## begin Extracted entries

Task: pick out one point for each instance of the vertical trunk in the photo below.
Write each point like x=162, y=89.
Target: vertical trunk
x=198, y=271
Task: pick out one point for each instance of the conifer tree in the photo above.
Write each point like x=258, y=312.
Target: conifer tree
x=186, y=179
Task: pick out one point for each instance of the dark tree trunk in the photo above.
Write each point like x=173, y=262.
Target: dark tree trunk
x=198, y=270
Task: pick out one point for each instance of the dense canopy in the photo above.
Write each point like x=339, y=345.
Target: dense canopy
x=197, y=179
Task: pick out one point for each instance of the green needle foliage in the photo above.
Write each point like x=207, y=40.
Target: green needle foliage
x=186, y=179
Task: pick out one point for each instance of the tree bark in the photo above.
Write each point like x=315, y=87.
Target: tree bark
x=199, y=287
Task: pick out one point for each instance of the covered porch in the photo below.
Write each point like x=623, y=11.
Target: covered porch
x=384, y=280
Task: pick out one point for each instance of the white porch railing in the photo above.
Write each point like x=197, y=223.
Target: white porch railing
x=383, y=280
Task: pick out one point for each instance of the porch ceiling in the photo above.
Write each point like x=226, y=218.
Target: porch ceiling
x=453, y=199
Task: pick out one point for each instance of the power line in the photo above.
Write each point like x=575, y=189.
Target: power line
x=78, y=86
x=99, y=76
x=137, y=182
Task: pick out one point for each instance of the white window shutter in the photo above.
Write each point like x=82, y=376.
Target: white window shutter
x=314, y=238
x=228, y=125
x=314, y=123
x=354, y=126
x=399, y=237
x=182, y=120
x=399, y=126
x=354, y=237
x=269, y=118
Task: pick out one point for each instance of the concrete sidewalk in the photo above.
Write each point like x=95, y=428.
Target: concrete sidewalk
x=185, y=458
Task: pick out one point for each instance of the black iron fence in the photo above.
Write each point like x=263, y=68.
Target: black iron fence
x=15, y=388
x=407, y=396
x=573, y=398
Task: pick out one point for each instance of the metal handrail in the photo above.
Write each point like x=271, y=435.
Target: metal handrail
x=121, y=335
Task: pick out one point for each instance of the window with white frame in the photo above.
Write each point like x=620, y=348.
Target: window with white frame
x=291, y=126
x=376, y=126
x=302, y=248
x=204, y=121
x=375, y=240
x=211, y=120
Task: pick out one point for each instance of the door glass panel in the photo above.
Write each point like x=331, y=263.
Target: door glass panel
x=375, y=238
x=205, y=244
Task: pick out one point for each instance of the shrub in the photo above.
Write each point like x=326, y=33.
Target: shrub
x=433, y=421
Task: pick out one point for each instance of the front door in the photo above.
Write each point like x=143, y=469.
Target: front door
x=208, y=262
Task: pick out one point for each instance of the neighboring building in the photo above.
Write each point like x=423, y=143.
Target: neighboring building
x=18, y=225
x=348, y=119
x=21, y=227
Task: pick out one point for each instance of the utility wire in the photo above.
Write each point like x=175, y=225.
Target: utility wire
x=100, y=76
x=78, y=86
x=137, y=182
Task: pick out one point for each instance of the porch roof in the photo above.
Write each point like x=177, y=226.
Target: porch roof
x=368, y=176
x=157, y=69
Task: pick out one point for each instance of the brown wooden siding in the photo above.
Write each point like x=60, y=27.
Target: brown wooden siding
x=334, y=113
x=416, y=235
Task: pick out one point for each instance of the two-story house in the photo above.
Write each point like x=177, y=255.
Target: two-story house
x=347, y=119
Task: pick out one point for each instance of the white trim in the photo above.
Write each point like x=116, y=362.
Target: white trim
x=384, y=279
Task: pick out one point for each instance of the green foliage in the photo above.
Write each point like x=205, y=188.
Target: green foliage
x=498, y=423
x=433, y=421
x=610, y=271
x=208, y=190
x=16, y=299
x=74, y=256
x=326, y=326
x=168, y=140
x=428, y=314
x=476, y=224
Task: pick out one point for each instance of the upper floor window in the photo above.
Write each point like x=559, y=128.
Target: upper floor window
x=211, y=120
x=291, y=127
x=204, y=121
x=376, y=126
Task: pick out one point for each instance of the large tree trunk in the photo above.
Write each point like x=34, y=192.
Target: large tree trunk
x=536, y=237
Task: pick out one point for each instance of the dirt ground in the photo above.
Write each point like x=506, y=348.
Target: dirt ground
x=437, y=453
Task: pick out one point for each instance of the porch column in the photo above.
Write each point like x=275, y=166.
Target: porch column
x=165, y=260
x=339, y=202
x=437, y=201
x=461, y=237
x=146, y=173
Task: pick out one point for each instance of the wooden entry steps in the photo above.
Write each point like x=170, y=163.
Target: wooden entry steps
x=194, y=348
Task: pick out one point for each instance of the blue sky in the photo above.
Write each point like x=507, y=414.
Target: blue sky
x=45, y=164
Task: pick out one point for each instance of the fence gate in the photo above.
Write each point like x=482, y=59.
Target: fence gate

## end Extracted entries

- **Requirement**: Retype all of the material above line for line, changing no character.

- **Result**:
Task: pick out one point for each instance of the vertical trunk in the photo below.
Write each point like x=162, y=89.
Target: vertical trunk
x=198, y=271
Task: pick out one point for each instance of the conifer tree in the photo above.
Write each point like x=258, y=312.
Target: conifer tree
x=186, y=179
Task: pick out one point for each instance of the dark tree trunk in the photo above.
Write each point like x=173, y=262.
Target: dark tree trunk
x=198, y=270
Task: pick out one point for each instance of the dense canopy in the photo above.
Write each point like x=339, y=345.
Target: dense canopy
x=197, y=179
Task: pick out one point for each instance of the green needle foliage in the photo above.
Write each point like x=207, y=40.
Target: green needle foliage
x=186, y=179
Task: pick out one point for each instance of the tree bark in the photo above.
Write each point like x=315, y=87.
Target: tree bark
x=199, y=287
Task: pick out one point for each instance of the covered porch in the photo below.
Write each point like x=623, y=11.
Target: covered porch
x=384, y=280
Task: pick out one point for each instance of the white porch railing in the photo above.
Write each point like x=197, y=223.
Target: white porch railing
x=383, y=280
Task: pick out one point for each instance of the porch ceiling in the photo above.
Write each point like x=226, y=218.
Target: porch ceiling
x=453, y=199
Task: pick out one point for each instance of the power line in the photo above.
Write each point like x=575, y=189.
Target: power line
x=78, y=86
x=99, y=76
x=137, y=182
Task: pick out one point for each instance of the white window shutter in the photo above.
Write each point like x=82, y=376.
Target: white window shutter
x=314, y=238
x=228, y=125
x=314, y=123
x=354, y=126
x=399, y=237
x=182, y=120
x=399, y=126
x=354, y=237
x=269, y=118
Task: pick out one point for each instance of the concrete sidewalk in the photo above.
Write each point like x=95, y=428.
Target: concrete sidewalk
x=185, y=458
Task: pick out one point for each instance of the black iron fence in the photo above.
Write each point like x=263, y=68.
Target: black iron fence
x=15, y=388
x=407, y=396
x=573, y=398
Task: pick out one point for each instance of the metal handrail in the photo above.
Write each point like x=271, y=435.
Target: metal handrail
x=121, y=335
Task: pick out one point for each instance of the window with white frame in the photo above.
Write each point like x=620, y=348.
Target: window with white frame
x=291, y=126
x=376, y=126
x=302, y=248
x=204, y=121
x=375, y=240
x=211, y=120
Task: pick out one point for each instance of the door glass panel in the photo above.
Write each point like x=331, y=263.
Target: door glass panel
x=375, y=238
x=205, y=244
Task: pick out one point for each instance of the shrub in the photo above.
Write each point like x=326, y=33.
Target: shrub
x=433, y=421
Task: pick out one point for each instance of the front door in the photo above.
Write each point like x=143, y=469.
Target: front door
x=208, y=262
Task: pick out one point for each instance of the neighboring building in the photo above.
Write each point like x=423, y=143.
Target: neighboring building
x=18, y=225
x=348, y=119
x=21, y=227
Task: pick out one point for each instance of the utility wire in the photo above.
Write each point like x=175, y=225.
Target: utility wire
x=100, y=76
x=78, y=86
x=137, y=182
Task: pick out one point for each instance of the porch roof in the photo above.
Write each point like x=177, y=226.
Target: porch roof
x=368, y=176
x=157, y=69
Task: pick out one point for each instance of the brown wooden siding in the photo above.
Write each point like x=60, y=27.
Target: brown wooden siding
x=334, y=113
x=416, y=235
Task: pick out one point for each instance of the two-story house in the photo above.
Write each point like x=177, y=255.
Target: two-story house
x=347, y=119
Task: pick out one point for each instance of the white trim in the photo above.
Write each point like x=116, y=362.
Target: white trim
x=384, y=279
Task: pick out one point for each instance of the green foliage in the photo above.
Write each point like x=205, y=188.
Target: green foliage
x=498, y=423
x=433, y=421
x=610, y=271
x=208, y=190
x=16, y=299
x=74, y=256
x=326, y=326
x=168, y=140
x=428, y=314
x=476, y=224
Task: pick out one point for each instance of the upper floor window in the photo above.
Write each point like x=559, y=128.
Target: upper floor window
x=211, y=120
x=291, y=127
x=204, y=121
x=376, y=126
Task: pick out one point for each instance of the large tree trunk in the photo above.
Write each point like x=34, y=192.
Target: large tree trunk
x=536, y=237
Task: pick out one point for each instance of the dirt ground in the photo above.
Write each point like x=506, y=348.
Target: dirt ground
x=437, y=453
Task: pick out one point for each instance of the porch column in the photo above.
Write each point like x=275, y=166.
Target: porch column
x=165, y=260
x=339, y=202
x=437, y=201
x=461, y=237
x=146, y=173
Task: pick out one point for each instance of the wooden entry steps in the photo above.
Write each point like x=170, y=163.
Target: wooden entry steps
x=194, y=348
Task: pick out one point for each instance of the blue sky in the photo above.
Write each point like x=507, y=414.
Target: blue sky
x=45, y=164
Task: pick out one point for each instance of the fence gate in the photo above.
Write each point like x=482, y=59.
Target: fence gate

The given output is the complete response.